- **Texte fourni**:
========================================================================

Stéphane Erbs, lui aussi coprésident de l’association de victimes, semble moins amer en ce lundi matin. « Ça fait 6 ans qu’on attend donc forcément il y a énormément d’impatience, mêlée de stress », confie-t-il deux heures avant le début du procès. Il regrette également de ne pas avoir à ses côtés davantage de membres de l’association : « C’est dommage parce qu’à mon sens l’ouverture du procès, c’est quelque chose qu’il faut vivre. Il y a des jalons dans le chemin du deuil et ça, ça en fait partie, évidemment. »

Le début d'un procès historique

Une heure avant l’heure d’ouverture du procès, l’effervescence résonne dans la salle des pas perdus. Des dizaines d’avocats attendent en robe pour faire leur émargement et les caméras des journalistes parquées derrière une barrière sont braquées sur l’entrée de la salle d’audience.

C’est avec près d’une trentaine de minutes de retard que le président de la cour d’appel de Paris, Laurent Raviot, s’installe sur le siège qui lui est dédié dans la salle Grand Procès du Palais de Justice de Paris. Quelques minutes de retard qui pèsent peu face à l’ampleur de ce procès qui doit durer trois mois et demi. 

Sur les premiers bancs, on reconnaît quelques visages de victimes qui ont déjà témoigné à plusieurs reprises dans les médias. Certains ont la mine grave, d’autres se lancent des regards de soutien, au moment où démarre enfin le procès et que le président demande à la salle d’audience de se lever.

Les premières personnes à prendre la parole sont les interprètes qui doivent prêter serment. Une tâche qu’ils ont l’habitude de faire, tout comme le président. Pourtant, l’importance capitale de ce procès semble peser sur les premières minutes de l'audience. Certains bégayent, le président demande les informations de manière brouillonne…

C’est encore "l’échauffement" dans cette salle où la tension est palpable. 

C’est ensuite le moment pour les accusés de se présenter. Le président rappelle que l’un des huit accusés est absent parce qu’il est « a priori détenu en Tunisie ».

Brahim Tritou, né en 1985 en Tunisie, a été mis en examen le 16 juillet 2016 puis placé sous contrôle judiciaire. Un mandat d’arrêt a été déposé contre lui en mars 2021. Le président Laurent Raviot indique qu’il a informé les autorités judiciaires tunisiennes des dates d’audience, même s'il n’en avait nullement l’obligation légale.

"C’est quoi le mieux ?"

L’audience retient son souffle quand vient le moment où le premier accusé présent est appelé à parler. Ils doivent tous décliner leur identité, leur adresse et confirmer qu’ils ont bien compris leur droit au silence. Le président leur précise qu’ils auront le droit pendant le procès de répondre aux questions ou bien de garder le silence et peuvent faire l’un ou l’autre comme ils le souhaitent durant toute la durée du procès. 

Par ordre alphabétique, c’est Ramzi Arefa qui est appelé en premier. Depuis le box des accusés, où il est assis, car il est en détention provisoire depuis juillet 2021. L’homme né en 1994 répond timidement au président, les yeux baissés. Au moment où il peut se rasseoir, il s’accoude sur le côté de sa chaise comme soulagé que ce moment soit enfin passé.

========================================================================

- **Matériel**:
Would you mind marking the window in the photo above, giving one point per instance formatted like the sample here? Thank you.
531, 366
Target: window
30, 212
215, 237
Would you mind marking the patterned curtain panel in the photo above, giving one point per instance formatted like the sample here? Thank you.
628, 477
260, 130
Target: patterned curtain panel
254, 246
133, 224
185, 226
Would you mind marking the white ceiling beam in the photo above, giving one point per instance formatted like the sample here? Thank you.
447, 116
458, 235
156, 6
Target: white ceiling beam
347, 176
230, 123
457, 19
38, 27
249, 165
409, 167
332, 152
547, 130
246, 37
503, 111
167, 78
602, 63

========================================================================

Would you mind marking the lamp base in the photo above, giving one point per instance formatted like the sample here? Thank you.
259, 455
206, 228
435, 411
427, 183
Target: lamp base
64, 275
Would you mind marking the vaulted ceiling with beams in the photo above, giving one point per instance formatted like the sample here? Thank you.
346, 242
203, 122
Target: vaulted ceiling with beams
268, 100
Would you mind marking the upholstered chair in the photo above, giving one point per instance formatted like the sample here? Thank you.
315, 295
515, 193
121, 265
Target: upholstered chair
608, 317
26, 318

========================================================================

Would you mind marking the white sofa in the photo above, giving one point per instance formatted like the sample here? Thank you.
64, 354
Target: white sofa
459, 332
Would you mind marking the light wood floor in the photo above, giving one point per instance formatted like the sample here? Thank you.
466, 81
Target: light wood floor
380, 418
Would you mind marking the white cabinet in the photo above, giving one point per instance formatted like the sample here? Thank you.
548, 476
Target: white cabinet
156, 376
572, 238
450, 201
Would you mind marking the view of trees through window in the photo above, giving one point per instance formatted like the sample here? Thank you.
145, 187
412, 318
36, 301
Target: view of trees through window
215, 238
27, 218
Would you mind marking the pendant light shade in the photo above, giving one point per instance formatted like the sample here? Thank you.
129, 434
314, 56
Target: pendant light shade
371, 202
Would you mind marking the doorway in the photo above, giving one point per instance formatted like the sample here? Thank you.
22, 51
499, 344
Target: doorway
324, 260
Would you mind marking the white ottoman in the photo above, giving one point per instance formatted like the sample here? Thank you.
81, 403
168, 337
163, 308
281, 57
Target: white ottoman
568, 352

========================================================================

- **Objectif**: Poursuivez le reportage sur l'ouverture du procès en enchaînant directement sur sa dernière phrase.

- **Réponse à l'exercice**:
Vient ensuite le tour de Maksim Celaj, qui comparait libre car il est sous contrôle judiciaire. En tenue sportive, le jeune homme à la barbe bien taillée s’avance jusqu’au pupitre placé devant la cour d’un pas nonchalant, en voutant son dos. Accompagné d’une interprète qui fait les traductions en albanais, Maksim Celaj a le regard dans le vide lorsqu’il répond aux questions du président. 

Chokri Chafroud se tient droit dans le box des accusés lorsque son nom est appelé. Chemise à carreaux gris, noir et blanc boutonnée jusqu’en haut, masque chirurgical qui dépasse de la poche, Chokri Chafroud semble plus sûr de lui que les autres accusés.

Lorsque le président lui parle de son droit au silence, l’accusé répond qu’il souhaite répondre à toutes les questions qui lui seront posées.

La question du droit au silence, une formalité parmi d’autres que le président doit répéter à chacun, semble déstabiliser Endri Elezi. Lui aussi venu en tenue décontractée, jogging gris et t-shirt blanc, répond, « C’est quoi le mieux ? » au président, à cette question qui ne demande pourtant pas de réponse. Celui-ci lui intime d’en discuter avec son avocat. Premier instant où la tension semble retomber dans la salle. 

Mais la crispation revient lorsque le nom de Mohamed Ghraieb est appelé. Cet homme qui est accusé d’association de malfaiteurs terroriste comparait libre. Les lunettes de soleil qui pendent au col de sa chemise lui donnent des airs de vacanciers. Un décalage avec l’ambiance solennelle de la salle d’audience. Lui aussi assure qu’il veut répondre aux questions de la cour.

Les deux derniers à se présenter sont Artan Henaj, depuis le box des accusés car il est détenu pour une autre affaire, et sa compagne au moment des faits, Enkeledja Zace.

Qui sont les parties civiles ?

Le plus éprouvant de la journée est terminé, la tension se dissipe dans les rangs de la salle d’audience. Les représentants du ministère public ont pris le temps d’expliquer lors d’un propos liminaire les conditions de recevabilité des parties civiles, une question épineuse de ce dossier judiciaire.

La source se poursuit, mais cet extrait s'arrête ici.